- [Assignment]: In the account of Mr. G, what did he yell over and over after the prayer was given and the room was left?

─── Text provided

What I was told next was astonishing. See, Mr. G had lost his ability to recognize and recall people and events. Upon first meeting him months before as his nurse, he asked my name, in which I told him “My name is Tricia”. He exclaimed, “PATRICIA!”. Mr. G was an Irish Catholic and my name seemed, by his expression, to have personal significance. From then on, he would call out my name whenever he needed anything, in which I would respond quickly to his bedside. It seemed the only name and face he could recall was mine. Well, evidently, after I gave him the prayer, and had left the room, he sat straight up (an impossible feat being that he had no lower spine). The Matron proceeded to tell me that Mr. G was yelling out, “Bring the Matron! Bring the Matron!” over and over until she was brought to him. He didn’t say “nurse” which was commonly how he called for help. He was unusually specific. “He than asked me to get his wife, by her name” the Matron said in amazement. Once Mrs. G arrived, Mr. G went on to fully discuss how his wife was going to survive once he was gone. “He was fully cognizant and speaking as though there was never a problem with his memory!” she exclaimed. After he said everything he needed to convey, he passed away. That coincided with my arrival at work. Little did I know back then, that my instincts had been correct; he would pass away before I returned.

──────
─── Recorded information

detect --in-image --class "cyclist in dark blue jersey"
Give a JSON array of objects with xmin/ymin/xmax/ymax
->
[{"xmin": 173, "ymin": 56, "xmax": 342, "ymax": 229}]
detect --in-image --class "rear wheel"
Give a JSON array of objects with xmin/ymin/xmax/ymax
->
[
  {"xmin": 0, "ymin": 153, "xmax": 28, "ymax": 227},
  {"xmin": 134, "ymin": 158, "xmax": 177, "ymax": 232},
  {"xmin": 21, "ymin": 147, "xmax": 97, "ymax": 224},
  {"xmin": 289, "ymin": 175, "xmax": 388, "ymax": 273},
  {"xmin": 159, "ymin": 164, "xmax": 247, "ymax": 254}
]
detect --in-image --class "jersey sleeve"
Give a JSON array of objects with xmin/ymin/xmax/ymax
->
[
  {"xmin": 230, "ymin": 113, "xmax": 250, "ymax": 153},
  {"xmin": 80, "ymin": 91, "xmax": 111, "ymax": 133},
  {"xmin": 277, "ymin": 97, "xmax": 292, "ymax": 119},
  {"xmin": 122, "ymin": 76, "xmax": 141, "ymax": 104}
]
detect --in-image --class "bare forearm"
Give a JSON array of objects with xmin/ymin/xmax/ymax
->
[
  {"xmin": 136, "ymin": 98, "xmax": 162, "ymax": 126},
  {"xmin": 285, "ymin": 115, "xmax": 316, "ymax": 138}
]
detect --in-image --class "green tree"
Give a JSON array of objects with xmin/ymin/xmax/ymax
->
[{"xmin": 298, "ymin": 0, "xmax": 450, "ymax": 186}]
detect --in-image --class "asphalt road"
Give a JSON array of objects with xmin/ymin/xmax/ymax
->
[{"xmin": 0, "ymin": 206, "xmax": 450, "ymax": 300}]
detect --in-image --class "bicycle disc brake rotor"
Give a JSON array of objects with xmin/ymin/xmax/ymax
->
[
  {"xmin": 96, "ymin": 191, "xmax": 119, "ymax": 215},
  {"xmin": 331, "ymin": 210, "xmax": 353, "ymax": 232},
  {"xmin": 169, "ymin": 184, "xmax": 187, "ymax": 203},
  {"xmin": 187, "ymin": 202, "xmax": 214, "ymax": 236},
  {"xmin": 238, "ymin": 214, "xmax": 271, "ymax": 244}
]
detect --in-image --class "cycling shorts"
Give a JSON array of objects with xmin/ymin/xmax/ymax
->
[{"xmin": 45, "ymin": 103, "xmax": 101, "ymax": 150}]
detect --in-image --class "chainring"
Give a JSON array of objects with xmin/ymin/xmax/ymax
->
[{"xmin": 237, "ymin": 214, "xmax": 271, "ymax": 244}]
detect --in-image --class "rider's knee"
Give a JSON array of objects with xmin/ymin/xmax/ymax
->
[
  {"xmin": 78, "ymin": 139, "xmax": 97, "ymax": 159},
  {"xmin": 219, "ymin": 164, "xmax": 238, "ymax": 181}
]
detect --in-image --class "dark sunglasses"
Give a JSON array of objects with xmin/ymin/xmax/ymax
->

──────

- [Written solution]: "Bring the Matron! Bring the Matron!"